Task requirements
Your answer should hold exactly the lines from the one containing "Place one keypoint on each instance of the shadow" through the end of the material, and no others.

Material shown
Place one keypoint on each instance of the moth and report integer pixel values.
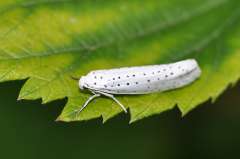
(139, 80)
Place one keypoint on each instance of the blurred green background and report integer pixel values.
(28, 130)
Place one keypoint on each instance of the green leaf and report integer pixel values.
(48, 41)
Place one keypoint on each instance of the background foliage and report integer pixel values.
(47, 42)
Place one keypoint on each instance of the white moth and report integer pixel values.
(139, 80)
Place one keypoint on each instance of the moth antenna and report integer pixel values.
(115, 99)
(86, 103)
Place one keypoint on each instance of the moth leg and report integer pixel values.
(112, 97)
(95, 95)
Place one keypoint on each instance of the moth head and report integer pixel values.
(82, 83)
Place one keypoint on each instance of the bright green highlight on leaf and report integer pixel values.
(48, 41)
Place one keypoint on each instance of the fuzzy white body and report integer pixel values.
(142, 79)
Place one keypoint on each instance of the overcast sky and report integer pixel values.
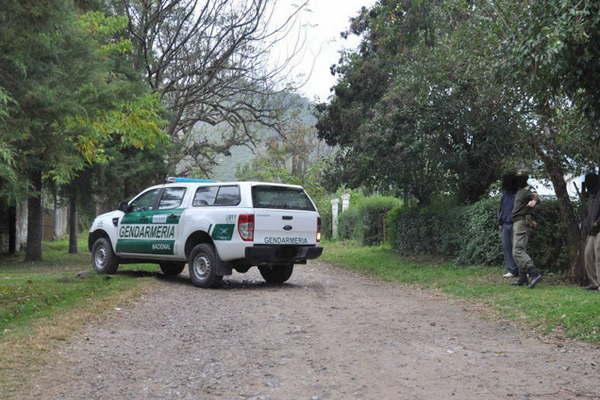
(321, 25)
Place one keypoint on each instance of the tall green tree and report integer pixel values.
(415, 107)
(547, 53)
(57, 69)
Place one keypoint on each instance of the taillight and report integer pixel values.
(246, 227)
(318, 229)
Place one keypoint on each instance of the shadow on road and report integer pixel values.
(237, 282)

Answer to the problem
Place one keypoint on each instance of the shadow on road and report integer pixel values.
(237, 282)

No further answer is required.